Of the lines in the data below, write out exactly those from the one holding "mark the region of every instance of the doorway" through the one holding "mark the region of every instance of the conifer", both included.

::: Data :::

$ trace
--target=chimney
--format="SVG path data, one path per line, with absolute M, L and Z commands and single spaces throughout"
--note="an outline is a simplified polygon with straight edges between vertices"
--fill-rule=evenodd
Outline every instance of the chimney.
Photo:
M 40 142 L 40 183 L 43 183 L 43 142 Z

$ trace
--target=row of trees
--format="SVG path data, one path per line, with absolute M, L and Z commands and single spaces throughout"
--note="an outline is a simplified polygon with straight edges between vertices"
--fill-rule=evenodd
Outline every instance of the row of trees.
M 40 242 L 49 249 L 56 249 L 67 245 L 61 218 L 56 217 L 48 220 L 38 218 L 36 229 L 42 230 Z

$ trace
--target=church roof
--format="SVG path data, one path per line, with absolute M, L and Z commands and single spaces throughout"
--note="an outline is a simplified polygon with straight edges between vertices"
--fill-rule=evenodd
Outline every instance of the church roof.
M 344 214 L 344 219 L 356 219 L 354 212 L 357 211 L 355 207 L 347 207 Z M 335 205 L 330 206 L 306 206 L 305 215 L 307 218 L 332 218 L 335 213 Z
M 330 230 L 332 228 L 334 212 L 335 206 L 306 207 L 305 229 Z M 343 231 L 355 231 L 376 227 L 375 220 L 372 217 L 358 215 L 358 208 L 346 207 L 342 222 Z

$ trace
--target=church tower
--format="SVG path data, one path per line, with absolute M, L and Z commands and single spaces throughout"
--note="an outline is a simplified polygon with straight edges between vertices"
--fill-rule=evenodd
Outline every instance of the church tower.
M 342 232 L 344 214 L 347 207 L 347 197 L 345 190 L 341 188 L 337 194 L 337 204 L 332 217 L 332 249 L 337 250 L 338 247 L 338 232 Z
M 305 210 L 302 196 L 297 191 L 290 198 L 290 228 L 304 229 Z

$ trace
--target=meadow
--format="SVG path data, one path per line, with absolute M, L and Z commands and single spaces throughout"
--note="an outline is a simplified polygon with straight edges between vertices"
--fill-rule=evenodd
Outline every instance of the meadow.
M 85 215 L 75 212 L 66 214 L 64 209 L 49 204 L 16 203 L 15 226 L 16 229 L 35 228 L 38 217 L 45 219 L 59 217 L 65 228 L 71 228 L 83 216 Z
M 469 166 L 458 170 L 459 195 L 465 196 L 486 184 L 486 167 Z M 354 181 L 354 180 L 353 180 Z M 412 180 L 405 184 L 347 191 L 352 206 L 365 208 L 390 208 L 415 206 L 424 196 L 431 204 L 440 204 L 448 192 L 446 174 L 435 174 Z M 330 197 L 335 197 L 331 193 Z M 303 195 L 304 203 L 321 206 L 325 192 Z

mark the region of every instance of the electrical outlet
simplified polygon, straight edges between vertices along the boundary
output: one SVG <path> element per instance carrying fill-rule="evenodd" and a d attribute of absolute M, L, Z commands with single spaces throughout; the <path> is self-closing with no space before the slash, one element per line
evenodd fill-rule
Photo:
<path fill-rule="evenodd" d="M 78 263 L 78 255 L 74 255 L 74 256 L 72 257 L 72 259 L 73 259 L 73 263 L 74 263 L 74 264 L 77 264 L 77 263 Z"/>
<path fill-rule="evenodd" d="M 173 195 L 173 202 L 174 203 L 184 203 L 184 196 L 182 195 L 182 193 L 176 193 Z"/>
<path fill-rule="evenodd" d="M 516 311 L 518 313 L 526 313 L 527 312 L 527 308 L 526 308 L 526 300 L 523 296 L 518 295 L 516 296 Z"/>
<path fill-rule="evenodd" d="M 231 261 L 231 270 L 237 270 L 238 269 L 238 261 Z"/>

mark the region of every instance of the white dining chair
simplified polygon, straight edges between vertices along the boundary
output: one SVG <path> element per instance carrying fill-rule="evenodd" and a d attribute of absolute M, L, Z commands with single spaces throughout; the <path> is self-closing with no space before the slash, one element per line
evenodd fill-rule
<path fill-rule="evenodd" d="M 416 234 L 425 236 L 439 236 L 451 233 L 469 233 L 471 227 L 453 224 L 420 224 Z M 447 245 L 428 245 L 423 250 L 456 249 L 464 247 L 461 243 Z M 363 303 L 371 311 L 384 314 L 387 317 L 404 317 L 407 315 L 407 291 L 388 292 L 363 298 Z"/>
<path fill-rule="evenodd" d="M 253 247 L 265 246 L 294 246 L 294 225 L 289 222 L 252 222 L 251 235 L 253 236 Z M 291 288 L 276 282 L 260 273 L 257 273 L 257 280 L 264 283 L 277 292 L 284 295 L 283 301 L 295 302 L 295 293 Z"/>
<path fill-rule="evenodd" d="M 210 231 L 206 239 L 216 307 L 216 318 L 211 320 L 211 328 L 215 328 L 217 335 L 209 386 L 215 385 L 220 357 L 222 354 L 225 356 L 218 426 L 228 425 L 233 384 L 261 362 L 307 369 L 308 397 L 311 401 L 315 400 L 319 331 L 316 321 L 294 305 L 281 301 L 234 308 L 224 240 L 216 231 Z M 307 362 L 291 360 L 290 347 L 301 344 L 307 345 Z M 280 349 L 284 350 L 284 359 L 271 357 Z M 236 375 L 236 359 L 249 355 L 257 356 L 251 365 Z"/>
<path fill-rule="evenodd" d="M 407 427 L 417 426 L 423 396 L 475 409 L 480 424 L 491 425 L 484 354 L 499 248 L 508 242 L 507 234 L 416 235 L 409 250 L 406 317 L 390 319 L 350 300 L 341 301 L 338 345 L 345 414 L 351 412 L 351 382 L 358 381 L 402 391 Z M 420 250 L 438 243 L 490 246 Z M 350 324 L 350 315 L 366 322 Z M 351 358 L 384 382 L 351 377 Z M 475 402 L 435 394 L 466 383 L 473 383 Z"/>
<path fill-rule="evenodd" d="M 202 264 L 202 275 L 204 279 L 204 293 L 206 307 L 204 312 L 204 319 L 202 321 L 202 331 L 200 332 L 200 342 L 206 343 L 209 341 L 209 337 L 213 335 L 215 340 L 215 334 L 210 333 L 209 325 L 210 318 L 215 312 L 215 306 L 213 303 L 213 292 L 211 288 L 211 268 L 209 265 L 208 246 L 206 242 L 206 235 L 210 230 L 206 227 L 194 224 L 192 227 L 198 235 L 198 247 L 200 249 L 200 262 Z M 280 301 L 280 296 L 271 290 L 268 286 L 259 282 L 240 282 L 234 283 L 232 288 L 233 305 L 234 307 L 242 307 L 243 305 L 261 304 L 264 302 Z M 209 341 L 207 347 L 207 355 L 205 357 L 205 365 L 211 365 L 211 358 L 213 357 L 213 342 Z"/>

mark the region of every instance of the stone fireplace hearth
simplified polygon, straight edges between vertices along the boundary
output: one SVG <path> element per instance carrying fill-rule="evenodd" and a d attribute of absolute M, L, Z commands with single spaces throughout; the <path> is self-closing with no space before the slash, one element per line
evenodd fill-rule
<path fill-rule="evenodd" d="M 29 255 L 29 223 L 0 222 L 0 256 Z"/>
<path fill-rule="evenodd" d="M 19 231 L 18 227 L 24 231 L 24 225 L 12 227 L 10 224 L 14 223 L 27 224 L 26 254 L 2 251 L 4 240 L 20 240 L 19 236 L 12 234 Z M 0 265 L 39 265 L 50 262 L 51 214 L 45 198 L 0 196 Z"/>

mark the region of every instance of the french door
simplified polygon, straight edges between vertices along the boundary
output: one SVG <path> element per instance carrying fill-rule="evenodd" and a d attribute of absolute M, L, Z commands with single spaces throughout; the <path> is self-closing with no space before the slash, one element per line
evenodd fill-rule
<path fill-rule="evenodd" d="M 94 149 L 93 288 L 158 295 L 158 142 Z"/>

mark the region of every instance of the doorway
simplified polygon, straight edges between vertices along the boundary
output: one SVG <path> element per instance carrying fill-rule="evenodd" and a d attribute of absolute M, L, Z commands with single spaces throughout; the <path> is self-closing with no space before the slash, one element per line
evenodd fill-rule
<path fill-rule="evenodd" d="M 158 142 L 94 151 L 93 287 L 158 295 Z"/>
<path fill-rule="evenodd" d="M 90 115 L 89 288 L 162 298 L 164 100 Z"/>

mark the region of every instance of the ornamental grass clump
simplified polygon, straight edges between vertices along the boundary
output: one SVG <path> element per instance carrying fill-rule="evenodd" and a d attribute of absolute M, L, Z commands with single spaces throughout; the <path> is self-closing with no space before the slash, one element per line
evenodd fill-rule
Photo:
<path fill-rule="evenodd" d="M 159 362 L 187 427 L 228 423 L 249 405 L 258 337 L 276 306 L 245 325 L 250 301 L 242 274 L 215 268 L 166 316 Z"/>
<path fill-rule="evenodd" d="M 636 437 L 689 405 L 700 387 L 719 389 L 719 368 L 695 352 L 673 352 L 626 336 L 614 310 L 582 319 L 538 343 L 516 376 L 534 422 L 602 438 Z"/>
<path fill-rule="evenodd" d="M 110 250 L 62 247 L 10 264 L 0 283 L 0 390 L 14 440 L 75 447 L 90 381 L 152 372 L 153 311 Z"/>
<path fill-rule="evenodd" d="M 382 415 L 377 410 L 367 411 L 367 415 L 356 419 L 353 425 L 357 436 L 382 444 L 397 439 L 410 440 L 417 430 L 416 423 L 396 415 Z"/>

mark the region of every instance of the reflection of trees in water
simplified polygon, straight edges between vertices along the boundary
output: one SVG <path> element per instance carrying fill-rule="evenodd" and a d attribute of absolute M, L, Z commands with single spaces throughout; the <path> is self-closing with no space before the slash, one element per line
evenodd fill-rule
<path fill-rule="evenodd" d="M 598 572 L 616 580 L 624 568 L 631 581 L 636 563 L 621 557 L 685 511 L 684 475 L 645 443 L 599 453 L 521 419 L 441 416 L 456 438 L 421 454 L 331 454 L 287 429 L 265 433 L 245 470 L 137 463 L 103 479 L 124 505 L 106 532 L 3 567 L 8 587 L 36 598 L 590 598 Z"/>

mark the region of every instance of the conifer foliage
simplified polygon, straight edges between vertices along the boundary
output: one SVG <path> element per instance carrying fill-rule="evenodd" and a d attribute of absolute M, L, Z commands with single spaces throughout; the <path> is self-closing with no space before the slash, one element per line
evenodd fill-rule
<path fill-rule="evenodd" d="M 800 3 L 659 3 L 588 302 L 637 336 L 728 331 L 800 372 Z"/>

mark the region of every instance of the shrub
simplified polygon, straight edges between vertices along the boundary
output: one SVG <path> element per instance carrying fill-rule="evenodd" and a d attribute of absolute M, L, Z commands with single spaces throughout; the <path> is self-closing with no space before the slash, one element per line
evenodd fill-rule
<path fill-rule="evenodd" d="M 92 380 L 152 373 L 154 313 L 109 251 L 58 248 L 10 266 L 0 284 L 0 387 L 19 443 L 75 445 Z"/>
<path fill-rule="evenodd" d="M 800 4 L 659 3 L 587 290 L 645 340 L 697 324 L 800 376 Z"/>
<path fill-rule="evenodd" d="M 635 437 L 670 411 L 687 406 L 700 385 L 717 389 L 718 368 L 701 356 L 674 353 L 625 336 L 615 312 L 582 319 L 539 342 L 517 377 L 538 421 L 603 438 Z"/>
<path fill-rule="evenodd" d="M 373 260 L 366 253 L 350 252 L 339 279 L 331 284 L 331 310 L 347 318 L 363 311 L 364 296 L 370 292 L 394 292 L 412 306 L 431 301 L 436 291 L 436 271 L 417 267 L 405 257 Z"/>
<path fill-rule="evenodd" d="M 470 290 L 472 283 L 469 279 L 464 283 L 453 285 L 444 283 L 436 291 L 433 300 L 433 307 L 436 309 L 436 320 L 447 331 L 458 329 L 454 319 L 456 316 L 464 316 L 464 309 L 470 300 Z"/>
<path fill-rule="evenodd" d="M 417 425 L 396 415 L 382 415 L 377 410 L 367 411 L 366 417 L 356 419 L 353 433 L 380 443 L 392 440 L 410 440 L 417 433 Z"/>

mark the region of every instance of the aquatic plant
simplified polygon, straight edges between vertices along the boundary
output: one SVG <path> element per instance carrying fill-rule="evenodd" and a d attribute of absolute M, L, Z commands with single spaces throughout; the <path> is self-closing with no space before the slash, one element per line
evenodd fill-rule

:::

[Your solution]
mark the region of every instance of the doorway
simplified polygon, straight edges between vertices along the boundary
output: one SVG <path> element per instance carrying fill-rule="evenodd" and a d attribute of absolute M, L, Z commands with single spaces throughout; the <path> is self-closing with no space before the slash, one element per line
evenodd fill-rule
<path fill-rule="evenodd" d="M 158 142 L 94 151 L 93 287 L 158 295 Z"/>
<path fill-rule="evenodd" d="M 90 115 L 89 288 L 162 298 L 164 100 Z"/>

mark the region of every instance of the ornamental grass clump
simplified polygon, straight edges between vertices along the boundary
output: one SVG <path> element per instance carrying fill-rule="evenodd" and a d attribute of absolute M, L, Z commands with single spaces throughout; the <path> is self-closing with no space before the slash, one element per line
evenodd fill-rule
Photo:
<path fill-rule="evenodd" d="M 159 362 L 187 427 L 228 423 L 249 405 L 258 337 L 276 306 L 245 325 L 250 301 L 242 274 L 215 268 L 166 316 Z"/>
<path fill-rule="evenodd" d="M 636 437 L 689 405 L 700 387 L 719 389 L 719 368 L 695 352 L 673 352 L 626 336 L 614 310 L 582 319 L 538 343 L 516 376 L 534 422 L 602 438 Z"/>
<path fill-rule="evenodd" d="M 110 250 L 62 247 L 10 264 L 0 283 L 0 390 L 14 440 L 75 447 L 90 381 L 152 372 L 153 311 Z"/>
<path fill-rule="evenodd" d="M 382 415 L 377 410 L 367 411 L 367 415 L 356 419 L 353 425 L 357 436 L 382 444 L 397 439 L 410 440 L 417 430 L 416 423 L 396 415 Z"/>

mark the region of every instance of the reflection of trees in water
simplified polygon, straight edges between vertices along the boundary
output: one SVG <path> element per instance carrying fill-rule="evenodd" and a d attribute of absolute M, L, Z commands with single spaces throughout; the <path> is self-closing with no space before the slash, one element per line
evenodd fill-rule
<path fill-rule="evenodd" d="M 598 572 L 616 580 L 624 568 L 631 581 L 636 563 L 621 557 L 685 511 L 684 475 L 645 443 L 599 453 L 521 419 L 441 416 L 456 438 L 421 454 L 331 454 L 287 429 L 265 433 L 245 470 L 137 463 L 103 479 L 124 505 L 106 532 L 3 567 L 8 587 L 36 598 L 590 598 Z"/>

mark the region of every instance of the conifer foliage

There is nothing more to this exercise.